■ SOURCE TEXT

>>>

EX-99.(H)(D)(2) 5 d103271dex99hd2.htm AMENDMENT TO PARTICIPATION AGREEMENT Amendment to Participation Agreement

AMENDMENT NO. 1 TO PARTICIPATION AGREEMENT

Regarding

RULES 30e-3 and 498A

The Northwestern Mutual Life Insurance Company (the “Life Company”), a life insurance company organized under the laws of the State of Wisconsin, Credit Suisse Trust (the “Trust”), a business trust organized under the laws of The Commonwealth of Massachusetts, Credit Suisse Asset Management, LLC (the “Adviser”), a limited liability company organized under the laws of the State of Delaware, Credit Suisse Securities (USA) LLC (the “Distributor), a limited liability company organized under the laws of the State of Delaware (the Advisor and Distributor known collectively as “Credit Suisse”), entered into a participation agreement dated September 27, 2013, as amended by previous Amendment No. 1, dated September 27, 2013 (the “Participation Agreement”). This new Amendment No. 1 (the “Amendment”) to the Participation Agreement is entered into as of January    4, 2021, by and among the Life Company, on its own behalf and on behalf of each separate account of the Life Company as set forth in the Participation Agreement, as may be amended from time to time (individually and collectively the “Separate Accounts”), the Trust and Credit Suisse (collectively, the “Parties”).

<<<

■ Extracted records

>>>

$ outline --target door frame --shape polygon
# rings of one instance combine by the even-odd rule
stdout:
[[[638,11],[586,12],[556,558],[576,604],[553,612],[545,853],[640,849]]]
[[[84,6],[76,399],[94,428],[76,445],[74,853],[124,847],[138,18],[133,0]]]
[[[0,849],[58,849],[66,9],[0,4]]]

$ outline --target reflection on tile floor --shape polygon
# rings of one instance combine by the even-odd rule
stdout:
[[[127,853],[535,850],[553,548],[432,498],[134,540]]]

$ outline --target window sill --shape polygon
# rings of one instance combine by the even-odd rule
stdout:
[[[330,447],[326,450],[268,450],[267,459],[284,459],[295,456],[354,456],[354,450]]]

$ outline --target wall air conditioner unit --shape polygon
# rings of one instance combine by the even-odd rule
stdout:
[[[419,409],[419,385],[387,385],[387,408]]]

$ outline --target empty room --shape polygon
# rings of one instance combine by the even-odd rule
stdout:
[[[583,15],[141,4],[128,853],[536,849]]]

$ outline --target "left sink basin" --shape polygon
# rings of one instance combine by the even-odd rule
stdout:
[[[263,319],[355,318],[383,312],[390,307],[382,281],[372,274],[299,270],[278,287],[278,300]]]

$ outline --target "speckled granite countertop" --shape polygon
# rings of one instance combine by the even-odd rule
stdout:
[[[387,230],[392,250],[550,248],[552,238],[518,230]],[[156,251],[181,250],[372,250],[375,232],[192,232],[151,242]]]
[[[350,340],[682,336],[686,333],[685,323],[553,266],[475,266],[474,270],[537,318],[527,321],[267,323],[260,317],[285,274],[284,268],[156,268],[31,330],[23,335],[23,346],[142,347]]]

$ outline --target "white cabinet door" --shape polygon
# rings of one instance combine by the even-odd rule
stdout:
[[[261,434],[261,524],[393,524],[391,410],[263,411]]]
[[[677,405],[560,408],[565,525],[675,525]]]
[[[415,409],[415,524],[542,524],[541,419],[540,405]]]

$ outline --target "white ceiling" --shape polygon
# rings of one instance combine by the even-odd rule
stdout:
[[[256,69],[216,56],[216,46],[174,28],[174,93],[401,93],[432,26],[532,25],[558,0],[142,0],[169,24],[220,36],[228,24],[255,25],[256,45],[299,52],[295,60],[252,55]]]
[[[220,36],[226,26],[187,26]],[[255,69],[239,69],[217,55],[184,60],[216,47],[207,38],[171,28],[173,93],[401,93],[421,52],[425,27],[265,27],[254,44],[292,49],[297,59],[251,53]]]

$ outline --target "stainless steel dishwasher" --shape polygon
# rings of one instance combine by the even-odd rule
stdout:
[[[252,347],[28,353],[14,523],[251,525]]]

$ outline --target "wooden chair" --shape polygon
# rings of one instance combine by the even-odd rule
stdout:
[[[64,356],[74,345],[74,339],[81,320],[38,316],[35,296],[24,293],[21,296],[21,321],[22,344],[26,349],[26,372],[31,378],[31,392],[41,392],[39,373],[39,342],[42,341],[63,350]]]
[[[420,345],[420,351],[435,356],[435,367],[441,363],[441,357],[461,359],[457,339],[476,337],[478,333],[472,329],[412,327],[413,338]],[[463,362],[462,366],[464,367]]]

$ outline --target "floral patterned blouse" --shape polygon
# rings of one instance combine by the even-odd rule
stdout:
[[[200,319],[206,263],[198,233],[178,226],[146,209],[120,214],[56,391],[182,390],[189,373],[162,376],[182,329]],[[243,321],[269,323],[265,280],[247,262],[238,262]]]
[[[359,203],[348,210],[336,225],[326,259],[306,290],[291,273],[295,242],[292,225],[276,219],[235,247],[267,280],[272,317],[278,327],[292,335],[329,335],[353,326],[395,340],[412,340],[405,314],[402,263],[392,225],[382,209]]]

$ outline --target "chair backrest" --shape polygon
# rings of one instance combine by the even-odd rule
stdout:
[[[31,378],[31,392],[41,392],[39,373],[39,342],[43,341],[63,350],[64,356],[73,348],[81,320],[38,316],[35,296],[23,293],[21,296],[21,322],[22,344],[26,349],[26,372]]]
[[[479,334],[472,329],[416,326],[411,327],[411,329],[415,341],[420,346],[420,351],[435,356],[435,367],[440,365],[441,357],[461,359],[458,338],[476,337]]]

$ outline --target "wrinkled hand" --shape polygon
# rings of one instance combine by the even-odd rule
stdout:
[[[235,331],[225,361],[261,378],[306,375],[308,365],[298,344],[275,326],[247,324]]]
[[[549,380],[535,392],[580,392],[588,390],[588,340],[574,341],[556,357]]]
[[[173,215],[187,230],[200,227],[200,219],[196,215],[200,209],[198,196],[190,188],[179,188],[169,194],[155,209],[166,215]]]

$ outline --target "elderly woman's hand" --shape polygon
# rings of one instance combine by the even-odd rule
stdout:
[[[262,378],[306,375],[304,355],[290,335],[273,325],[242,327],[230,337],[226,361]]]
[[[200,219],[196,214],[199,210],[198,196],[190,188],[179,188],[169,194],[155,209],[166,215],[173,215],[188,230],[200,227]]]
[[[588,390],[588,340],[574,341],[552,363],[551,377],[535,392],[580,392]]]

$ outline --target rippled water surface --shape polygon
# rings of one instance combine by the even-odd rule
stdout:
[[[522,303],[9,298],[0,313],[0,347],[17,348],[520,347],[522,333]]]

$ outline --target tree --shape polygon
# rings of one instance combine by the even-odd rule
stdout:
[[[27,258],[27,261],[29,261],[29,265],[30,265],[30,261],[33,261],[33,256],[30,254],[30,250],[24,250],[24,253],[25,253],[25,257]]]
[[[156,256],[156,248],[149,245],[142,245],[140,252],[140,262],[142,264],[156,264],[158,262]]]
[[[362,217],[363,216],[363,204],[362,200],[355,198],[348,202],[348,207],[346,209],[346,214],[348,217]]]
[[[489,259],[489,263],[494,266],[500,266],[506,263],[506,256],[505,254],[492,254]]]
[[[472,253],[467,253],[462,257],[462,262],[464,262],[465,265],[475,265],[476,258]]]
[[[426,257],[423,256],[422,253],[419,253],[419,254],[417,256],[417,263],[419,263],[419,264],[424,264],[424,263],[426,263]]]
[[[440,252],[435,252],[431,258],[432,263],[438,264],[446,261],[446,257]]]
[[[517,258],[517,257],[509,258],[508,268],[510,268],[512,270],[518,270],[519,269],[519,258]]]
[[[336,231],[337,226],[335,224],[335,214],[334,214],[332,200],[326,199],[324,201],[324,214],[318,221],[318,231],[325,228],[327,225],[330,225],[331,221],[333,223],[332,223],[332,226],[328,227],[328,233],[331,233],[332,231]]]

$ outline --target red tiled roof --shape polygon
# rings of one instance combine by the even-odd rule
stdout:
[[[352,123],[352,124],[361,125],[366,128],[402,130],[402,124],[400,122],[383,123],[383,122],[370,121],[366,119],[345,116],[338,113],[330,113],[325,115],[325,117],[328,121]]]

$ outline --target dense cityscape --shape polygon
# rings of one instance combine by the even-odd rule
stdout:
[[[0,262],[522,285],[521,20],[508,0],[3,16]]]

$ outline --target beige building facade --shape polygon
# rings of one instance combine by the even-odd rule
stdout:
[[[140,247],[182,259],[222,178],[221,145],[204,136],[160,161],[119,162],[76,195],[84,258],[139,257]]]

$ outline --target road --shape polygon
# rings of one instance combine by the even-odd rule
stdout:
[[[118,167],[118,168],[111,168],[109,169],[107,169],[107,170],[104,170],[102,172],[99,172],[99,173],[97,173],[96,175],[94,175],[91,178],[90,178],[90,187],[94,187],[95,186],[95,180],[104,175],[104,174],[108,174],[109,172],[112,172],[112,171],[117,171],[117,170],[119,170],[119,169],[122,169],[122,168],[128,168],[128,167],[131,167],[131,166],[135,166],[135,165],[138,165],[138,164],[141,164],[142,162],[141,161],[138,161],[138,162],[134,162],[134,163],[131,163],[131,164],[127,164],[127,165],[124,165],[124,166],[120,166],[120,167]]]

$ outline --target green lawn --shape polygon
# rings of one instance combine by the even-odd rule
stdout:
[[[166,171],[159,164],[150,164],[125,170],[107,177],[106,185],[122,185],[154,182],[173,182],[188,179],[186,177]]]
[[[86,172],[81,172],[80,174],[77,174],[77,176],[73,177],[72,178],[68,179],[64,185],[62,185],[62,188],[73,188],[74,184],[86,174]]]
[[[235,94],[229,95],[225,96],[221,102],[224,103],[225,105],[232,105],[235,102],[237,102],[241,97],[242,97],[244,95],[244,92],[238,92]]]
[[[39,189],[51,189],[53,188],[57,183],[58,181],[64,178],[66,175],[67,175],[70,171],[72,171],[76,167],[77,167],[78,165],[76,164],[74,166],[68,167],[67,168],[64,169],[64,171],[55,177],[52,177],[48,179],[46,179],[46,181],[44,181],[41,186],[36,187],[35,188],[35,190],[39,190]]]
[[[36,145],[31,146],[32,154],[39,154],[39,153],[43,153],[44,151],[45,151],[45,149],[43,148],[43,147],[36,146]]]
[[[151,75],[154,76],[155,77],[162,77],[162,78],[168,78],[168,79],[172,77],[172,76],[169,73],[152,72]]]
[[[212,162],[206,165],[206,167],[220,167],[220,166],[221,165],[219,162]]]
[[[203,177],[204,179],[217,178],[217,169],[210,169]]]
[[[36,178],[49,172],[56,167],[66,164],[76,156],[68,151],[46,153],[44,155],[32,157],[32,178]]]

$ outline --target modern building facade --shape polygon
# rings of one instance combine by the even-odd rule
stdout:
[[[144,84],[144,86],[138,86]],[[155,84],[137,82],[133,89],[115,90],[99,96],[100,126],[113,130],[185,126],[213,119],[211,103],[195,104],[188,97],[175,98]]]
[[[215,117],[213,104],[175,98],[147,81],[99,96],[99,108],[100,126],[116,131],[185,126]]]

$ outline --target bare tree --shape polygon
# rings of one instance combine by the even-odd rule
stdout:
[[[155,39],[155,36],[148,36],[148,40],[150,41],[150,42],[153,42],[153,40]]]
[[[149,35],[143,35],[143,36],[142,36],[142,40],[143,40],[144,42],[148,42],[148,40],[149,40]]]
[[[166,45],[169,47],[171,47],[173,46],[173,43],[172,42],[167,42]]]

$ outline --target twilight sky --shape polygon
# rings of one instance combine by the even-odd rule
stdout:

<<<

■ EXERCISE DIRECTIONS
In the amendment to the participation agreement, why does the document call itself a "new" Amendment No. 1? Answer in one to three sentences.

■ RESPONSE TO THIS EXERCISE
The Participation Agreement had already been amended by a previous Amendment No. 1, dated September 27, 2013. Calling this one "new" sets it apart from that earlier amendment with the same number.